** BEGIN Entries supplied **
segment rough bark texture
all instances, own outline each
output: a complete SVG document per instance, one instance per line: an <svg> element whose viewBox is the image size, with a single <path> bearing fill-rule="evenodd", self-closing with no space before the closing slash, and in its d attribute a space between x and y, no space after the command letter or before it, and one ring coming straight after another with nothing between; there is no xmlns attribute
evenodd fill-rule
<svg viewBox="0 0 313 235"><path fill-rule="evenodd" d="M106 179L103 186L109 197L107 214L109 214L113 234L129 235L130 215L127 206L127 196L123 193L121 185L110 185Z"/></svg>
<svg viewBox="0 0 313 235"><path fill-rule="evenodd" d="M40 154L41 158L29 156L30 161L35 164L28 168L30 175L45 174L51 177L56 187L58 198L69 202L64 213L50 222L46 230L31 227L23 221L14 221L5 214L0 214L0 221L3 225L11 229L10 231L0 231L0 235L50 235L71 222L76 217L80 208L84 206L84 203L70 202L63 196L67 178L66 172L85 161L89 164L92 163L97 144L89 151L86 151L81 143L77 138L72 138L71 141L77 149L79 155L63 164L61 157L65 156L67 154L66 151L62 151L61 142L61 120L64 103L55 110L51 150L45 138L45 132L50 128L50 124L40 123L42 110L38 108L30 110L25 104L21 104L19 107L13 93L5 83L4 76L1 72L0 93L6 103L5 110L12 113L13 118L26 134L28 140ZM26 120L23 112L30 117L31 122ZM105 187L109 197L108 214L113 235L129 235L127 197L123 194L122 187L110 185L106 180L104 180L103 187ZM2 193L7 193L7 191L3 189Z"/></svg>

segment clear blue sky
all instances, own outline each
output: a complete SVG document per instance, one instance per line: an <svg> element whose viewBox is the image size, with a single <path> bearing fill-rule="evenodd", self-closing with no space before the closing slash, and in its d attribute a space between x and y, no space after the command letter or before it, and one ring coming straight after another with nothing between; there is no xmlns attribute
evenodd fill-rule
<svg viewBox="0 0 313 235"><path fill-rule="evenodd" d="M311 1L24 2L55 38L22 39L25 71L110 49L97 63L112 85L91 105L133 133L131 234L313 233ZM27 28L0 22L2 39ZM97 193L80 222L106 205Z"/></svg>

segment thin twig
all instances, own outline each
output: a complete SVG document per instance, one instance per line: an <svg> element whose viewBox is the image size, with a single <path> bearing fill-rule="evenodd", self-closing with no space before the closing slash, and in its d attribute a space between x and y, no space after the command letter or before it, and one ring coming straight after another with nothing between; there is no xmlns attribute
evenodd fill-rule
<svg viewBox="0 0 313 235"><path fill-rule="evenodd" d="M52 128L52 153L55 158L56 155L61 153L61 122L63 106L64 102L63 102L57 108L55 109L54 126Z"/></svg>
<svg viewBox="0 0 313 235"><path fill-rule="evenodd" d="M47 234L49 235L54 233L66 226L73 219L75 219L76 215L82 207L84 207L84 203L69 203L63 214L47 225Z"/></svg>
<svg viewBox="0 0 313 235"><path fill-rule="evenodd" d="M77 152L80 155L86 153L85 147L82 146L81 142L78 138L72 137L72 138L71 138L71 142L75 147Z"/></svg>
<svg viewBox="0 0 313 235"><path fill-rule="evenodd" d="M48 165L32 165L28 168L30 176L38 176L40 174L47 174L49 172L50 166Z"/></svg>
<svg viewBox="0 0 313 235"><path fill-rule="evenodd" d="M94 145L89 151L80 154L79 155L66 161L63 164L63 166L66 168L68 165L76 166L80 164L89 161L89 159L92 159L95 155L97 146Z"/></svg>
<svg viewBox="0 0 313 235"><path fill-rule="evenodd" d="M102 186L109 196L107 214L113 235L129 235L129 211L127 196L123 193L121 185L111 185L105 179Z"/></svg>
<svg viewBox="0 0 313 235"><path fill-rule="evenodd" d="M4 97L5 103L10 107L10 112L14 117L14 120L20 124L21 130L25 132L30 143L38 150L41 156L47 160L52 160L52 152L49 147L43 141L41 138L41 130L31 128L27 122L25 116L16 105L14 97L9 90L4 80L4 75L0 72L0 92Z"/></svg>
** END Entries supplied **
** BEGIN Entries supplied **
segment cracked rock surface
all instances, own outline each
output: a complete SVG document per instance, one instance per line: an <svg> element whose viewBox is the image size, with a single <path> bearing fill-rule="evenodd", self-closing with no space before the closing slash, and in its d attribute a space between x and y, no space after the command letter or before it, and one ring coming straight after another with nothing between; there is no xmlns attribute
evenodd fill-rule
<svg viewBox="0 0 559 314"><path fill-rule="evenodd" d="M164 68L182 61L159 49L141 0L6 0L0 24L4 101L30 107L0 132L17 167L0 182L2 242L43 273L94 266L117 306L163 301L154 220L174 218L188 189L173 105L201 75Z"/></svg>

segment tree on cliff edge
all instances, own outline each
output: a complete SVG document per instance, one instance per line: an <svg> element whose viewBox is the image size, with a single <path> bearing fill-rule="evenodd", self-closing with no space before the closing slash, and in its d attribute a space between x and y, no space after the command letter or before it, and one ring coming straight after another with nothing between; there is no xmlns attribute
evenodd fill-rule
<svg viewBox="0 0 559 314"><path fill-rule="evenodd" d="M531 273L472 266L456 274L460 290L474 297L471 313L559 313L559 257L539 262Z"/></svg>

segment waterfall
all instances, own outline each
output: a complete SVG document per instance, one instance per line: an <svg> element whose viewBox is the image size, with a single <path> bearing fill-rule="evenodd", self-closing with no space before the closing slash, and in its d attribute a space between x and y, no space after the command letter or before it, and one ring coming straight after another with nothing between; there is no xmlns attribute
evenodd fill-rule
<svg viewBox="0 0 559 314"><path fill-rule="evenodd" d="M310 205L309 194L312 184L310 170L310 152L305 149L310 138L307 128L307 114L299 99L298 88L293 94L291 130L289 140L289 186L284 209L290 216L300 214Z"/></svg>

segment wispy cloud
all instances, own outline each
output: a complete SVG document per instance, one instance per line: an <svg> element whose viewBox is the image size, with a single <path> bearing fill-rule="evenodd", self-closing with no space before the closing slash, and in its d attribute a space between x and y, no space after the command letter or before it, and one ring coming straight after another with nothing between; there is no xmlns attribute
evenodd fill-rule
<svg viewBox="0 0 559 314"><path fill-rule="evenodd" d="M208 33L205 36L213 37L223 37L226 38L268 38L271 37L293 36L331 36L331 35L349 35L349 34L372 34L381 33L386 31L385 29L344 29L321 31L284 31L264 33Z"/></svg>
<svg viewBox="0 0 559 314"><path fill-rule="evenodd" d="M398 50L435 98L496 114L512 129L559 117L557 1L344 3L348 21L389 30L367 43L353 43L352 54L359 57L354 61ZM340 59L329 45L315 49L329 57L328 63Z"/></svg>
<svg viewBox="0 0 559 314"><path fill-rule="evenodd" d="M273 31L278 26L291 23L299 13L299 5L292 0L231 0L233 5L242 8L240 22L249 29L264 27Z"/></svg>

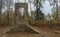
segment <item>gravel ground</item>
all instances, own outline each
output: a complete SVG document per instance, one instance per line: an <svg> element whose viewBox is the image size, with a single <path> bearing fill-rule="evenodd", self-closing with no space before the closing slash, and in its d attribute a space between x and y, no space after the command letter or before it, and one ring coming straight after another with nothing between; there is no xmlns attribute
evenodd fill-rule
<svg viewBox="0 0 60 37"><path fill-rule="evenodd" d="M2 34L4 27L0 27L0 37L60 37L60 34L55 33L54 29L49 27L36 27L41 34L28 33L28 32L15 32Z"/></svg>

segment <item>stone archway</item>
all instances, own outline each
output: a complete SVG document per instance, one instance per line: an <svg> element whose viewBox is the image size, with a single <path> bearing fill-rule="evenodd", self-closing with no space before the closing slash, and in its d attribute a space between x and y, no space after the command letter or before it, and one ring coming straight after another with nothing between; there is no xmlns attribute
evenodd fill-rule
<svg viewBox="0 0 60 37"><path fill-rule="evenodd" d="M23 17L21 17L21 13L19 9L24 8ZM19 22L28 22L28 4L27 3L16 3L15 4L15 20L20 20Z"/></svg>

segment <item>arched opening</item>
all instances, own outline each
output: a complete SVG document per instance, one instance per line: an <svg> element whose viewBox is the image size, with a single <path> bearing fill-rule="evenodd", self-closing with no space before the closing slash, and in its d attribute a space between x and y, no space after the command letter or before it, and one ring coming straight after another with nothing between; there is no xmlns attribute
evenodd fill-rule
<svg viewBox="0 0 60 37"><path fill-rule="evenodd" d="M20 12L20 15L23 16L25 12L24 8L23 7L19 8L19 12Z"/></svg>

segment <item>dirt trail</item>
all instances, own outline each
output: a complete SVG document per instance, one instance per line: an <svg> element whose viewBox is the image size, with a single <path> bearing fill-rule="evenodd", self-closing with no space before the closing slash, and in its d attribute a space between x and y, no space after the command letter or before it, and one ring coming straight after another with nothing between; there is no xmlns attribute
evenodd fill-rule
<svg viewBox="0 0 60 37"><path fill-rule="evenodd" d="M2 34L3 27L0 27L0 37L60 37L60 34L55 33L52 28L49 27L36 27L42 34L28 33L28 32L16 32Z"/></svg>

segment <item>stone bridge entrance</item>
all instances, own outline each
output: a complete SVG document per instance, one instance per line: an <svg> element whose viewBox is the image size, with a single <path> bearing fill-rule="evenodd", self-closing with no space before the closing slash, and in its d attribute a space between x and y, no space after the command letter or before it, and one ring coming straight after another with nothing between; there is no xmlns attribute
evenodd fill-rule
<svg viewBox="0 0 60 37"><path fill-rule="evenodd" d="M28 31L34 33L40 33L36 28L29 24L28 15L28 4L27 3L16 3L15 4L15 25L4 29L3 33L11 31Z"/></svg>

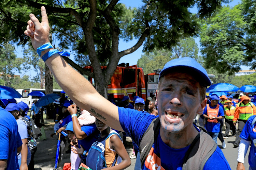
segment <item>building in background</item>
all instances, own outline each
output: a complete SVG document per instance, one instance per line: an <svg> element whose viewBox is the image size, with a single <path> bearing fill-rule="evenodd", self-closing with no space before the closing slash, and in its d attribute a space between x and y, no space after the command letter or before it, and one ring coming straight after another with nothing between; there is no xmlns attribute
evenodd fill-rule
** END Entries supplied **
Goal:
Reproduce everything from the line containing "segment <item>stone archway</item>" down to the line containing "17L21 17L21 13L19", swapping "stone archway" for "brick archway" and leaving the rest unchanged.

Task result:
segment <item>brick archway</item>
all instances, own outline each
output: a complete SVG document per instance, one instance per line: an <svg> element whose viewBox is the image size, with a single <path> bearing fill-rule="evenodd", self-closing with no space before the closing slash, and in its d attribute a space between x and y, no space after the command letter or before it, and one ring coming straight after another with nothing between; there is no xmlns attribute
evenodd fill-rule
<svg viewBox="0 0 60 37"><path fill-rule="evenodd" d="M23 17L21 17L21 13L19 9L24 8ZM19 22L28 22L28 4L27 3L16 3L15 4L15 20L20 20Z"/></svg>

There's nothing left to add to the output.